* [Text extract]:
__________________________________________________
Recently, several attempts have been made to synthesize small or ultra small Pt nanoparticles having different shapes.

Document US20180221961 A1 discloses a method for producing a metal nano-alloy with a controlled shape and size, comprising contacting a growth solution, made of a reducible metal precursor and one or more surfactants, with a reducing fluid in a continuous flow reactor to form a mixed solution through the continuous flow reactor and eventually yield the metal nano-alloy. According to said document, a selection of the appropriate surfactant - such as a small-molecules ligand or a polymer surfactant having functional groups capable of coordinating with the metal nano-alloy - is made in order to control the nano-alloy shape and size. Document US8652232B2 discloses a seed-growth based process for preparing cubic metallic nanoparticles comprising: a) preparing an aqueous solution containing a source of a metal from group VIII, a reducing agent R1 and a stabilizer (i.e. a surfactant or a complexing agent); b) preparing an aqueous solution containing a source of a metal from group VIII and a stabilizer (i.e. a surfactant or a complexing agent) at a temperature higher than 70° C and less than or equal to 80°C; c) mixing at least one portion of the aqueous solution of seeds obtained in step a) with the aqueous solution obtained in step b) to obtain the growth, in the presence of a reducing agent R2, of metallic nanoparticles having a cubic shape.

However, the above-mentioned processes not only have the disadvantage of involving multiple-steps synthesis protocols but also employ surfactants as shape promoting agents, which could be detrimental to the final properties of the nanoparticles. An easier and more “green” approach for the synthesis of noble metal nanoparticles, in particular Pt nanoparticles, having an octahedral shape without the use of surfactants and organic solvents as shape directing agents has been proposed by the Applicant in a previous patent application W02017103807A1 , wherein a seed-growth based method for the synthesis of metal nanoparticles of controlled shapes (cubes, cuboids, octahedrons) and size in an aqueous environment without the use of shape directing agent is disclosed. Said method comprises providing a solution comprising the metal seed growth nanoparticles, a metal salt comprising the same metal as the metal seed growth nanoparticles, and a reducing agent and heating the solution under pressure and in a reduced oxygen atmosphere (e.g. by employing a closed vessel). The method for producing said metal seed growth nanoparticles is described, for example, by Moglianetti et al. in “Citrate-coated, size tunable octahedral platinum nanocrystals: a novel route for advanced electrocatalysf , ACS Applied Materials and Interfaces, 2018. According to this paper, Pt seed can be synthesized by adding an aqueous solution of a Pt salt to water at boiling temperature and then adding a solution of sodium citrate and citric acid immediately followed by a quick addition of a solution of NaBhU in an open reaction vessel. Alternative, after the addition of a solution of sodium citrate and citric acid, the solution is immersed in ice to slow down the seed growth and, after the addition of a solution of NaBhU, the reaction is conducted in a closed reaction vessel at 100 °C. Despite the advances in the synthesis of nanoparticles having controlled shape and size, there still exists the need in the art for simple, eco-friendly methods of obtaining preferentially shaped nanoparticles that are preferably free of contaminants (e.g. organic solvents and/or shape directing agents such as polymers and/or surfactants which strongly bind to the surface and are therefore difficult to remove after synthesis ) and that can be obtained with a single-step synthesis which does not include a seed-growth step as instead described in the prior art.
__________________________________________________
* [Instruction A]:
Summarize the text on platinum nanoparticle synthesis in two sentences.

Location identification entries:
__________________________________________________
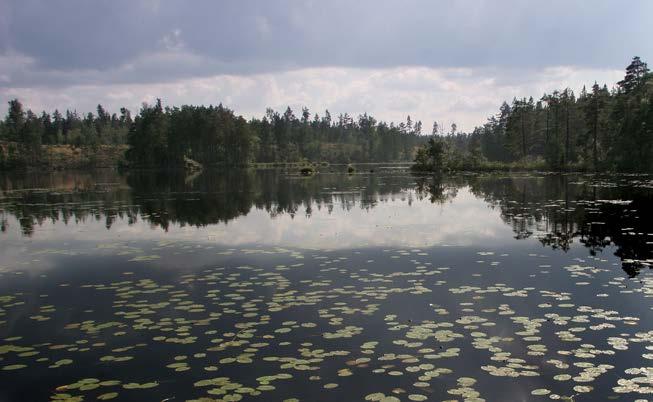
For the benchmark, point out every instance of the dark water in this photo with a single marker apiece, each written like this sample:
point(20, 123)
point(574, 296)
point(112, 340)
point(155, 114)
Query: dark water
point(386, 286)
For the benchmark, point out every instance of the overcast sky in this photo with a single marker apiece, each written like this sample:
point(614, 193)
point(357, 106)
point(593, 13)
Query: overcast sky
point(434, 60)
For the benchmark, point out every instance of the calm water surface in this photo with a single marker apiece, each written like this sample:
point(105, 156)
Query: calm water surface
point(383, 286)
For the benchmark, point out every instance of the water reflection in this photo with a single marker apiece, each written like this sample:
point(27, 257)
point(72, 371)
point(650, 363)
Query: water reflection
point(557, 210)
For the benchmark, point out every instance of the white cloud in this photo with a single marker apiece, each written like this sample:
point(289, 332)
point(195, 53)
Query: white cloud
point(466, 96)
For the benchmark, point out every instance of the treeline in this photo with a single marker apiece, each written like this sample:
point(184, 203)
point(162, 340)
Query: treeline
point(211, 135)
point(599, 129)
point(215, 135)
point(23, 132)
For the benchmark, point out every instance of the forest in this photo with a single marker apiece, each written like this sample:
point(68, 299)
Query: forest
point(211, 135)
point(599, 129)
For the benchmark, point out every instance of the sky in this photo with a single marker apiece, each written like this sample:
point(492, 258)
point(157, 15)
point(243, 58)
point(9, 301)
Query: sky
point(448, 61)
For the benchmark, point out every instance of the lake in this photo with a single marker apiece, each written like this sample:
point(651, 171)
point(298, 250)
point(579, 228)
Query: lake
point(378, 286)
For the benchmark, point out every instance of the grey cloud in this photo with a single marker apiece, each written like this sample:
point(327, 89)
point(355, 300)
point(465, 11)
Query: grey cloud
point(123, 40)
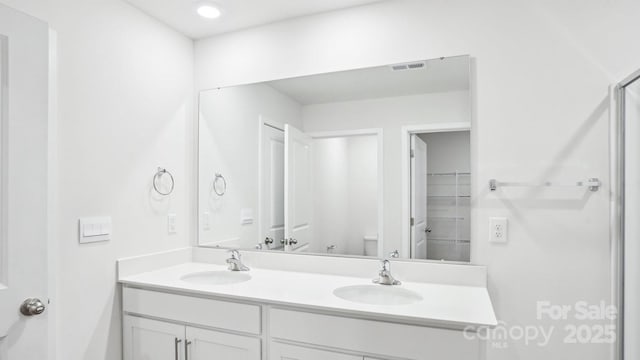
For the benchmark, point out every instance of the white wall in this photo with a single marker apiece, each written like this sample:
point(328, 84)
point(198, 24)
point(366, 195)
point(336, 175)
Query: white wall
point(229, 141)
point(541, 75)
point(384, 113)
point(346, 193)
point(448, 151)
point(125, 106)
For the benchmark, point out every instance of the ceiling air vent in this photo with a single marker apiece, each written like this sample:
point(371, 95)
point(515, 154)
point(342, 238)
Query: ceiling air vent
point(409, 66)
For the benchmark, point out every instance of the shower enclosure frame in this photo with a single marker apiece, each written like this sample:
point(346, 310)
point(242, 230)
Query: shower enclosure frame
point(618, 205)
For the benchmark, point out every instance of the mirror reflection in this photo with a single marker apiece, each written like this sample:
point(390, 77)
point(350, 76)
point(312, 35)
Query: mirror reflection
point(368, 162)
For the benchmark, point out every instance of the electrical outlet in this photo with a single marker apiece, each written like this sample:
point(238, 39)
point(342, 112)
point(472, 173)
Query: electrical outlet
point(171, 223)
point(498, 230)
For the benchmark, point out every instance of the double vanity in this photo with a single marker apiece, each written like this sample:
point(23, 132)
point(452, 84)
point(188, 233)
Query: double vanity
point(200, 303)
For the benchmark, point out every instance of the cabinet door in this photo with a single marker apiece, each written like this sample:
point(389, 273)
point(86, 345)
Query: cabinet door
point(280, 351)
point(212, 345)
point(149, 339)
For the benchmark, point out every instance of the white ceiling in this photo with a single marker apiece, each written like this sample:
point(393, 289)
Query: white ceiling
point(439, 75)
point(236, 14)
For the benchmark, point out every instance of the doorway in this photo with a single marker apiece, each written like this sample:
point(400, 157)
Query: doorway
point(437, 193)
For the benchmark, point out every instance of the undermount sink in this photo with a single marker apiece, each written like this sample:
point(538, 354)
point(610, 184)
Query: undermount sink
point(377, 295)
point(216, 277)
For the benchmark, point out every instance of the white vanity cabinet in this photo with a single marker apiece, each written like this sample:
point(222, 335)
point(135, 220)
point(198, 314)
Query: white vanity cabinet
point(146, 339)
point(280, 351)
point(150, 339)
point(163, 325)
__________________________________________________
* [Instruction B]:
Gather every line in the rows above that contains the word "outlet", matching case exactly.

* [Worked answer A]:
Earlier methods for making shaped metal nanoparticles, such as those in US20180221961 A1 and US8652232B2, involve multistep protocols and use surfactants to control shape, which could harm the final properties of the nanoparticles. A seed-growth method in water without shape directing agents was proposed in W02017103807A1, but there is still a need for simple, eco-friendly, single-step methods without a seed-growth step that yield preferentially shaped nanoparticles free of contaminants.

* [Worked answer B]:
For the benchmark, point out every instance of the electrical outlet in this photo with a single marker apiece, each written like this sample:
Query: electrical outlet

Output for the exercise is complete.